**Objective**
Could you give these items again with every "pixel coordinates" changed to "image coordinates" and nothing else altered?

**Task input**
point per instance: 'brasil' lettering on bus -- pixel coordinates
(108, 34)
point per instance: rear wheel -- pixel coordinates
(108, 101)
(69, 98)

**Task answer**
point per instance: 'brasil' lettering on bus -- image coordinates
(108, 34)
point per instance: rear wheel -- image coordinates
(108, 101)
(69, 98)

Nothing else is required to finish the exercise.